## Problem statement
Put the lines into a numbered list, omitting any blank lines, beginning at the line that contains "Could you please point to the trailer in" and ending after the line that contains "(1001, 426)".

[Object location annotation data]
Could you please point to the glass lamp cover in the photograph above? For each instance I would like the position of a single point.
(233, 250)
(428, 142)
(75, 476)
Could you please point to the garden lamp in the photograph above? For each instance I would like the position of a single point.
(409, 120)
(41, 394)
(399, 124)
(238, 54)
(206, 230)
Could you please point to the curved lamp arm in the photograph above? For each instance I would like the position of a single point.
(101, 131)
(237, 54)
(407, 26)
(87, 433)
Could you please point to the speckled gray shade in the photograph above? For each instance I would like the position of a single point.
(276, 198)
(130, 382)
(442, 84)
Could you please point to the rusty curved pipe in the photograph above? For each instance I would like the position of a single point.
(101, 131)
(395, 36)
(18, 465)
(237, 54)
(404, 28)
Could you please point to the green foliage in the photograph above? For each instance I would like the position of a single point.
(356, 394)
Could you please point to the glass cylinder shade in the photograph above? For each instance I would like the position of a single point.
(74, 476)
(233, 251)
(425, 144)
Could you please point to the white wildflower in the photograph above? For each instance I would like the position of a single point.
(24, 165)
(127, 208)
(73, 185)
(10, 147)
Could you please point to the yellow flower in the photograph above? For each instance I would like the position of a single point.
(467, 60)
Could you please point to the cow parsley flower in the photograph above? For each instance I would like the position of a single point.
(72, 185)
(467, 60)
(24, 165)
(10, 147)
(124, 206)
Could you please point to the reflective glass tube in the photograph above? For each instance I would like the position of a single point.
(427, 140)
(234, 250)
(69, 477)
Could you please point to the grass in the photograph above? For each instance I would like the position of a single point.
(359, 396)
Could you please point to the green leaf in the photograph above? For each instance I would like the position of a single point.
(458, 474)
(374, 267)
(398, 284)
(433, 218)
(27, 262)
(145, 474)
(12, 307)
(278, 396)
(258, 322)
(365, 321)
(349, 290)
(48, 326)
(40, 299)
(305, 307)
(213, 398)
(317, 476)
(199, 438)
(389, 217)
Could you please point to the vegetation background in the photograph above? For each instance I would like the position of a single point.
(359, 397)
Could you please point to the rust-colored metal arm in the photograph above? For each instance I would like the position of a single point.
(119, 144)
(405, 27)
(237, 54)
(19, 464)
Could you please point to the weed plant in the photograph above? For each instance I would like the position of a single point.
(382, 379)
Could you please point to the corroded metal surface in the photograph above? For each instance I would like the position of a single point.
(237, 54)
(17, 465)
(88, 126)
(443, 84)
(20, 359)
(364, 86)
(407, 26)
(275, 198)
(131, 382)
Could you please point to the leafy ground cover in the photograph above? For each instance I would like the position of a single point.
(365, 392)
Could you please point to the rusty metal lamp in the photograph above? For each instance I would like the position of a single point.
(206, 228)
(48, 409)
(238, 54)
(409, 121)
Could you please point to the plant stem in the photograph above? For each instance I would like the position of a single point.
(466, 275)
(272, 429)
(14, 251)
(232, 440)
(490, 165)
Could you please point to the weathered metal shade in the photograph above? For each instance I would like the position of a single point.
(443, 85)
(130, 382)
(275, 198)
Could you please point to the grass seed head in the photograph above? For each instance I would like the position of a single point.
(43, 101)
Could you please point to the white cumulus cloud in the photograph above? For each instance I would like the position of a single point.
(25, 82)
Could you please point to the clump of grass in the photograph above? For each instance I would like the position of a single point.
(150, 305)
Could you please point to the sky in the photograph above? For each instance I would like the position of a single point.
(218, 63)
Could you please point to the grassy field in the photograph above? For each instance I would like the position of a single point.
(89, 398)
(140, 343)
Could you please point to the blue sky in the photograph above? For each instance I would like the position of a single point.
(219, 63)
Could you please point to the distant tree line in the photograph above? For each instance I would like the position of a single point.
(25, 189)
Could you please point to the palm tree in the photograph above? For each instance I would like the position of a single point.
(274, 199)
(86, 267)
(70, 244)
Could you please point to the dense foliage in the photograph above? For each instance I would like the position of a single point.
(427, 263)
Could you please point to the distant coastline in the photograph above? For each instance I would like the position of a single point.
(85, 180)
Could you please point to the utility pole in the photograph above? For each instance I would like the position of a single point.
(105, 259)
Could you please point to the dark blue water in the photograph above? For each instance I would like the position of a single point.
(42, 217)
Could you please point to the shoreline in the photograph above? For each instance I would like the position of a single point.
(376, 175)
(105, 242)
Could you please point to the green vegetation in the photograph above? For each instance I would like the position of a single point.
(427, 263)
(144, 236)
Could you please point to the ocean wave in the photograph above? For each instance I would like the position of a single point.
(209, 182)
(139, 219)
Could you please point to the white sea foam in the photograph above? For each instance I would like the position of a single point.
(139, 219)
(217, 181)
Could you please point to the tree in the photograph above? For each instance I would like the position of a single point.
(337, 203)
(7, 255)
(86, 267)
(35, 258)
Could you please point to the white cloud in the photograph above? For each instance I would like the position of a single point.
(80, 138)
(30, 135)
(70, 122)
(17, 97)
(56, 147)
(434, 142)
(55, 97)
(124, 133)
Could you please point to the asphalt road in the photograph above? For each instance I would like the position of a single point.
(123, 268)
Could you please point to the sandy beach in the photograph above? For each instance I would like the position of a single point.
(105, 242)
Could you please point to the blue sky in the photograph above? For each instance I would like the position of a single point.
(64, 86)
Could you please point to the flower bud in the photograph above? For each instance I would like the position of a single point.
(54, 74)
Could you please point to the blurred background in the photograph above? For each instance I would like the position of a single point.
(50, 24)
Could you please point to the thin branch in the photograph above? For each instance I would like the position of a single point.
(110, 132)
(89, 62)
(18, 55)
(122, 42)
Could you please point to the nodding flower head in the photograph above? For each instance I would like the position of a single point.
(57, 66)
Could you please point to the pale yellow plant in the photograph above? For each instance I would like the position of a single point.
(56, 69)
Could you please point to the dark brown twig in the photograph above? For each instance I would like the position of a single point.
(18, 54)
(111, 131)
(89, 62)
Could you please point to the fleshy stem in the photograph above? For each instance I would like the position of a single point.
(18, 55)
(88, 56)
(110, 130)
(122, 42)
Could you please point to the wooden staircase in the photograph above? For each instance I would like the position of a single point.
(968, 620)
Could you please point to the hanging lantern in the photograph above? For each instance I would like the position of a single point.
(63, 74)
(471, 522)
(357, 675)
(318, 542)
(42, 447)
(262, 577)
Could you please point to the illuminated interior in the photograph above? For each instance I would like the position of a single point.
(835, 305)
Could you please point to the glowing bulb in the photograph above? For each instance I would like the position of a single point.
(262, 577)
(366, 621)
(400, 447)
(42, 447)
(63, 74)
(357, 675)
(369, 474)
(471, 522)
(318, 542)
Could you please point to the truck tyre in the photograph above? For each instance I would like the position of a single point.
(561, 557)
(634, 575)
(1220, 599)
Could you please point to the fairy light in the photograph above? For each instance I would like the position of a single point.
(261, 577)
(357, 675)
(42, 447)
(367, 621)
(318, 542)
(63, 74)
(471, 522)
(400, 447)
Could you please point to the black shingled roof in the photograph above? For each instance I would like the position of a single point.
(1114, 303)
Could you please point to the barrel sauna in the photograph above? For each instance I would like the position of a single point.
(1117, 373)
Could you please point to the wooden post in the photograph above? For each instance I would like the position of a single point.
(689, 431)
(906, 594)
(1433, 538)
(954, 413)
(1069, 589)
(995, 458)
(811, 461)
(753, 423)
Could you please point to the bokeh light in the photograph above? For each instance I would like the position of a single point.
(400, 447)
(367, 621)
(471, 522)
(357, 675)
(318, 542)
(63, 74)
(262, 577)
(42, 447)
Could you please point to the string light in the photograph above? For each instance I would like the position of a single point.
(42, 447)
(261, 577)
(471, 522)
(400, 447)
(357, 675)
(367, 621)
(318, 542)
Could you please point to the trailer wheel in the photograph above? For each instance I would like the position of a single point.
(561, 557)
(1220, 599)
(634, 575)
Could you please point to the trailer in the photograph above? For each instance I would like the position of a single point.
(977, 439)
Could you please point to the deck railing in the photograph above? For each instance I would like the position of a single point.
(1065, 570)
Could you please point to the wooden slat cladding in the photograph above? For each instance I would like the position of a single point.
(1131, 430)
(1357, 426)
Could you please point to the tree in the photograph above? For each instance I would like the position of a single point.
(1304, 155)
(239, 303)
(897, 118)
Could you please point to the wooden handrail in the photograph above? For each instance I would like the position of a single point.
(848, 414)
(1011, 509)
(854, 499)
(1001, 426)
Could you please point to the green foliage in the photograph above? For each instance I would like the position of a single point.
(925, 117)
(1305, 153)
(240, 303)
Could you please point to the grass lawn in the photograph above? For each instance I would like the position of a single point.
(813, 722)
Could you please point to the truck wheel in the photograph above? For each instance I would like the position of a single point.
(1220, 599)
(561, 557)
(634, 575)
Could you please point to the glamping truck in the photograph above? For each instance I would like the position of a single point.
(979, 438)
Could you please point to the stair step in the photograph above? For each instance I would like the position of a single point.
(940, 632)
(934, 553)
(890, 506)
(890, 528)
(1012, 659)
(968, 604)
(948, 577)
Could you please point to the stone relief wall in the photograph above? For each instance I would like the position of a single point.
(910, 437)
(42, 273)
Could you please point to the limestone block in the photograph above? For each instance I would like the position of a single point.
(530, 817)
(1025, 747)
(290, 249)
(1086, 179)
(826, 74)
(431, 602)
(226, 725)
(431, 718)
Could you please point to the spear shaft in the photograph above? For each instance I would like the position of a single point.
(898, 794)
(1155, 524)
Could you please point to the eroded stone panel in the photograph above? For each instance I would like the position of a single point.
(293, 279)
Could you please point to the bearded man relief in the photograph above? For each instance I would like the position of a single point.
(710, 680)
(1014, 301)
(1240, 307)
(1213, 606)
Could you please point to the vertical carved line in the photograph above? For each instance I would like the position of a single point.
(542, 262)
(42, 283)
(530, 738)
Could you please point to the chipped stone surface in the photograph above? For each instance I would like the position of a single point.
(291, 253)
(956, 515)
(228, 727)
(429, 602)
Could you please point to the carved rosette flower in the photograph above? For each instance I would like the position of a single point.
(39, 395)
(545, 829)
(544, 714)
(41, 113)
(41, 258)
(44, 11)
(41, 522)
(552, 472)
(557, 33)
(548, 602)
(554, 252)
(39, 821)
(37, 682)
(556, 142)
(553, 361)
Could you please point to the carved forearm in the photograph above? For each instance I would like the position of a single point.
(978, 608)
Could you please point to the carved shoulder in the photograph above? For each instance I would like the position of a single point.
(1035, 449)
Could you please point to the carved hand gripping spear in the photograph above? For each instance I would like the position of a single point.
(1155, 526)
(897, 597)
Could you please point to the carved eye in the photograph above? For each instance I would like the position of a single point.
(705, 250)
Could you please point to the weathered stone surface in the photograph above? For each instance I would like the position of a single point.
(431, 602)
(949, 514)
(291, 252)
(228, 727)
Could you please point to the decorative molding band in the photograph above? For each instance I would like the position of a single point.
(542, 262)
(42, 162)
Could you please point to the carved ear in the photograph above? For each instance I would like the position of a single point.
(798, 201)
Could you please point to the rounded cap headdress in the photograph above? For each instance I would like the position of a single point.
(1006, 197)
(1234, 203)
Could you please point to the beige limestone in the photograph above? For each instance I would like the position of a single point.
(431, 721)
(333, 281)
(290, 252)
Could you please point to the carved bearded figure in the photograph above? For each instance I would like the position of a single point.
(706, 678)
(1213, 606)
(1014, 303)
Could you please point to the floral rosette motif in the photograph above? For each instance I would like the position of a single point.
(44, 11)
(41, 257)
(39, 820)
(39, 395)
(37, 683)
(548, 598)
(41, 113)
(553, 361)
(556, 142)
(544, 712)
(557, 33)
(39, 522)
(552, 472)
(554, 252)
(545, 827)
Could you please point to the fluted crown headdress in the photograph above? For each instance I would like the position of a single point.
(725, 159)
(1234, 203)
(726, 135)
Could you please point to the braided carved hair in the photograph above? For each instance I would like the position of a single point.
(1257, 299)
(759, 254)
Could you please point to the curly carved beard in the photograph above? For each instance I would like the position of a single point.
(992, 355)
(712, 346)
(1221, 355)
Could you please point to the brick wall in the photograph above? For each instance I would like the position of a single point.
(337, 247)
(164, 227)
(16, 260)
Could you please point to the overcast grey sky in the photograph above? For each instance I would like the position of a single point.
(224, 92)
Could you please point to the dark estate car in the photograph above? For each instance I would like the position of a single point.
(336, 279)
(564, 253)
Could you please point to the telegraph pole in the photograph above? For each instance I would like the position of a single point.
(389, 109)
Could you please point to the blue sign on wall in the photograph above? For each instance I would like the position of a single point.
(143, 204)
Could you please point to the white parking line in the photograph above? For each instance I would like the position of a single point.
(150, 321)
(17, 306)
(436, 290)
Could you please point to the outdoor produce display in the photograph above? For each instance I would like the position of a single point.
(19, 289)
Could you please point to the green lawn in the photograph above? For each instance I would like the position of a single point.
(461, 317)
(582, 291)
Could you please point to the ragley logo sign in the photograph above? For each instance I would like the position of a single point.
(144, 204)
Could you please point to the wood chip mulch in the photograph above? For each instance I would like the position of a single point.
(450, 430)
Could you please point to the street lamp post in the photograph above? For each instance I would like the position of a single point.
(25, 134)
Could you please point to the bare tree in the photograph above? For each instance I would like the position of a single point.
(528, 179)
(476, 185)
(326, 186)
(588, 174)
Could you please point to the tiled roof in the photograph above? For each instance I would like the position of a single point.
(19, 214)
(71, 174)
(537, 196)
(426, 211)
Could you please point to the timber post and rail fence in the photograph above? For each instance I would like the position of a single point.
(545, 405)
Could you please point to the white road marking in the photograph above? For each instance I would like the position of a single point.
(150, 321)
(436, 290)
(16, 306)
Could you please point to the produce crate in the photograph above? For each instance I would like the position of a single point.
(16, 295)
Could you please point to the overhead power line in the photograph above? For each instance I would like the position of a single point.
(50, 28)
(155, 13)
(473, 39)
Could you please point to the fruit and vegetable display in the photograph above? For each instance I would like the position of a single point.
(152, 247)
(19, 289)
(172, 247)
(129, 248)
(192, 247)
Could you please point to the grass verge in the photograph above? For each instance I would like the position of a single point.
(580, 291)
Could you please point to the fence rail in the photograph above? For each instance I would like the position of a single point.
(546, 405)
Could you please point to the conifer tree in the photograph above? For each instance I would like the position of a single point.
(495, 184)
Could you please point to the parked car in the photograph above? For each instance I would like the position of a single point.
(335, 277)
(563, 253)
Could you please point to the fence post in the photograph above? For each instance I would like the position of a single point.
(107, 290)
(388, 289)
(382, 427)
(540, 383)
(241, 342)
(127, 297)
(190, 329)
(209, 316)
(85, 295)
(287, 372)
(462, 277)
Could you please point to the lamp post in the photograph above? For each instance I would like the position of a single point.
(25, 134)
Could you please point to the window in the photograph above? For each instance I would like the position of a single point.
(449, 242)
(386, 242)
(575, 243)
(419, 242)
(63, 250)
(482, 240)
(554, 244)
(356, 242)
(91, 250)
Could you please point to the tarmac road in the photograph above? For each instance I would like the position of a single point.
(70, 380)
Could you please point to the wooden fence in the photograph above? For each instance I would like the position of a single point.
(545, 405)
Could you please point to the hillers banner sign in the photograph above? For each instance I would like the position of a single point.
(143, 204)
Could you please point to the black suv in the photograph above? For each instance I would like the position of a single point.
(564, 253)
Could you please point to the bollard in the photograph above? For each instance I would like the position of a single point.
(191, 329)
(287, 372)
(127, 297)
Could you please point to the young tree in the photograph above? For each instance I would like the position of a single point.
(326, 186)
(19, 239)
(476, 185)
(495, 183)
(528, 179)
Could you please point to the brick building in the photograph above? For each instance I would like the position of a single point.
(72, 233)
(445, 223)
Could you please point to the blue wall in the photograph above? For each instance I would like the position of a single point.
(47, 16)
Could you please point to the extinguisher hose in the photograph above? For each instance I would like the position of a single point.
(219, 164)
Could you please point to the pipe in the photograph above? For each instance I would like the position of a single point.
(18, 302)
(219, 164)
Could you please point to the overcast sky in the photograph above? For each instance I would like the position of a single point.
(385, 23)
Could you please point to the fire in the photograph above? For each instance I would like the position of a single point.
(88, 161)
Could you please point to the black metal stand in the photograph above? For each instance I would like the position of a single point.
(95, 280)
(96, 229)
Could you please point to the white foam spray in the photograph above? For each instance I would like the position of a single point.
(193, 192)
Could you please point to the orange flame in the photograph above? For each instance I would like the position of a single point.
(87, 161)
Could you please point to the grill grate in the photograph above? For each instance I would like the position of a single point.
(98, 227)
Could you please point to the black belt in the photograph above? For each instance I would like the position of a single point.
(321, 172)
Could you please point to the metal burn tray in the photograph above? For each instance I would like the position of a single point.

## Reply
1. Could you please point to the trailer in the photograph above? For each instance I would like the position of a single point.
2. (977, 439)
3. Could you please point to the deck railing in the photograph above? For each instance I would like the position of a single point.
4. (1065, 570)
5. Could you please point to the wooden slat cladding in the photograph above? For each instance I would like the position of a single point.
6. (1131, 430)
7. (1357, 426)
8. Could you please point to the tree in the photograph above? For each instance I would like the position of a single point.
9. (1304, 155)
10. (239, 303)
11. (897, 118)
12. Could you please point to the wooden handrail in the photograph above? For each instance I would like the position of a single point.
13. (848, 414)
14. (1011, 509)
15. (854, 499)
16. (1001, 426)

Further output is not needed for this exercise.